Consigne ▸ Pourriez-vous reprendre le commentaire de l'article 29 sur la formation du mariage, reproduit ci-dessous, et le poursuivre après sa dernière phrase ?

Extrait de page ▸
◇ ◇ ◇
AVANT-PROJET DE LOI MODÈLE OHADAC RELATIVE AU DROIT INTERNATIONAL PRIVÉ

Article 29

Formation du mariage.

1. La capacité de contracter mariage est régie par le droit du domicile de chacun des futurs époux.

2. Les conditions de fond et de forme du mariage sont régies par la loi caribéenne.

3. Est réputé valable le mariage célébré à l'étranger conformément à la loi du lieu de célébration ou reconnu valable par la loi du domicile ou de la nationalité de l'un ou de l'autre époux.

248. L'article 29 de la loi type résume, en trois règles simples et faciles d'application, l'inextricable question de la validité du mariage en distinguant le régime juridique du mariage célébré dans la Caraïbe et celui célébré à l'étranger335. Dans le premier cas, outre le problème de compétence des autorités de la Caraïbe pour autoriser un mariage, se pose le problème de la loi applicable aux divers éléments qui entourent la célébration et la validité du mariage. Il s'agit principalement de la capacité pour contracter, de la forme de la manifestation du consentement au mariage et de ce que l'on pourrait dénommer la loi applicable au fond du mariage. Dans le second cas, la règle se pose non pas comme une règle relative à la loi applicable mais comme une règle qui établit les conditions de sa reconnaissance. Ce schéma répond à une vision moderne du mariage en droit international privé qui distingue le mariage national et le mariage étranger, selon le type d'autorité qui le célèbre (nationale ou étrangère) et, par conséquent, il établit aussi un régime juridique distinct pour chacun d'eux. Comme cela a déjà été indiqué, le premier pose des problèmes de loi applicable alors que le deuxième pose des problèmes de reconnaissance336. La reconnaissance de la validité d'un mariage revêt une importance qui va au-delà de simples considérations de droit privé car si le mariage est une institution qui génère des effets pour nombre de questions (le nom, le secours, les droits de successions), elle constitue une institution importante dans la configuration de la population même de la Caraïbe. Le lien entre le mariage et l'obtention de la nationalité de la Caraïbe est fondamental dans certains systèmes337.
◇ ◇ ◇
Données fournies ▸
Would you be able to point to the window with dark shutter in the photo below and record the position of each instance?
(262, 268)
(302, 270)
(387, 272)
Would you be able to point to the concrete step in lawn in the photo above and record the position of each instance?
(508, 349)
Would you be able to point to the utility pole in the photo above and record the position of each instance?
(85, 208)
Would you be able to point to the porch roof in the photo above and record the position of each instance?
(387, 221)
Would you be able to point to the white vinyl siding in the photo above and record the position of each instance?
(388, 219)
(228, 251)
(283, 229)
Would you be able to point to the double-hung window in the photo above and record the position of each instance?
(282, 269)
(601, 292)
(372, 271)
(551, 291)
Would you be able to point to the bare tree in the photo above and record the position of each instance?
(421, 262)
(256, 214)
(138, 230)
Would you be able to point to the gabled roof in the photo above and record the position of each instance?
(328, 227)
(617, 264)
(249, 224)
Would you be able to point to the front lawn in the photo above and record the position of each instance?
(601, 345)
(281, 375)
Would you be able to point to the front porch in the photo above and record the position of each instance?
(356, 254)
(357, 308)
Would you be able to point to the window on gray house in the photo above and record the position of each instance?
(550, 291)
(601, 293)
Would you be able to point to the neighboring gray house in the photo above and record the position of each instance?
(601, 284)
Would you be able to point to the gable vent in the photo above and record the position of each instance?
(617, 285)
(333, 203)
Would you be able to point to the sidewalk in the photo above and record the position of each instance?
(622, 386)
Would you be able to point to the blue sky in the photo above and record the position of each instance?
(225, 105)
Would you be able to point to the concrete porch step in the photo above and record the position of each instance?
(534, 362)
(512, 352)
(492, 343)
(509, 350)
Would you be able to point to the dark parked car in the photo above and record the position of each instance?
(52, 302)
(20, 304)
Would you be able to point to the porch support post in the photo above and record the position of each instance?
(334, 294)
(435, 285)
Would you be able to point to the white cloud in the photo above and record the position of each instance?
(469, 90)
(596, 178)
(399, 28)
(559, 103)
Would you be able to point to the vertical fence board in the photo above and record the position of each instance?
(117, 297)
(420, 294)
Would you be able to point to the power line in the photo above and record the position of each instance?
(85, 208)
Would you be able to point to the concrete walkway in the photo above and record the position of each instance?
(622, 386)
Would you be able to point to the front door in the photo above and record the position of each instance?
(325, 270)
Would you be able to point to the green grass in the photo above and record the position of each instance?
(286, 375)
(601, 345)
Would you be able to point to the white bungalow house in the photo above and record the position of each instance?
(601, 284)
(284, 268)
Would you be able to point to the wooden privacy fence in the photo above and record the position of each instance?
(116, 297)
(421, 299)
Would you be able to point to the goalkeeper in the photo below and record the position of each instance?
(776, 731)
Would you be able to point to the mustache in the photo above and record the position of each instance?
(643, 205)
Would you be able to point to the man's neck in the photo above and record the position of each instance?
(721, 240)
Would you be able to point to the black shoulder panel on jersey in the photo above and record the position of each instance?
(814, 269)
◇ ◇ ◇
Réponse attendue ▸
249. Par conséquent, en application des dispositions de l'article 23 de la présente loi, la capacité pour contracter mariage relève de la loi du domicile de chacun des futurs époux. Il s'agit donc d'une solution qui s'articule de façon distributive puisque la loi du domicile de chacun des futurs époux détermine la capacité spécifique de chacun d'eux. Evidemment, la solution relative à la validité du mariage pour des raisons de capacité des futurs époux impose que, dans chaque pays, la capacité soit reconnue respectivement à chacun d'eux. Il suffit que la loi du domicile ne reconnaisse pas la capacité à l'un quelconque des futurs époux pour que le mariage célébré soit entaché d'un degré d'inefficacité338.

La loi du domicile régit, d'une part, les règles strictes de la capacité concernant, par exemple, l'âge minimum pour contracter mariage339 ou les cas où la capacité effective pour prêter un consentement véritable et éclairé fait défaut, même si l'âge minimum est atteint (en cas de déficiences ou d'anomalies psychiatriques qui, nonobstant, feront l'objet d'une appréciation davantage factuelle que juridique). D'autre part, la loi du domicile régit les empêchements à mariage fondés sur des circonstances personnelles ou familiales comme l'impossibilité de contracter mariage entre personnes de la même famille jusqu'à un certain degré de parenté. Là encore, cette application distributive peut conduire à faire échec au mariage dans les cas où l'empêchement sera de type bilatéral (il s'articule en fonction de la relation avec l'autre futur époux) et dans le cas où l'une des deux lois le prévoit. Par conséquent, v.gr., si la loi de l'un des conjoints considère qu'il existe un empêchement lorsque le lien de parenté collatéral est du troisième degré (tante et neveux), il faudra en conclure que l'autorisation du mariage ne pourra être donnée même si la loi du domicile de l'autre conjoint ne le considère pas comme un obstacle.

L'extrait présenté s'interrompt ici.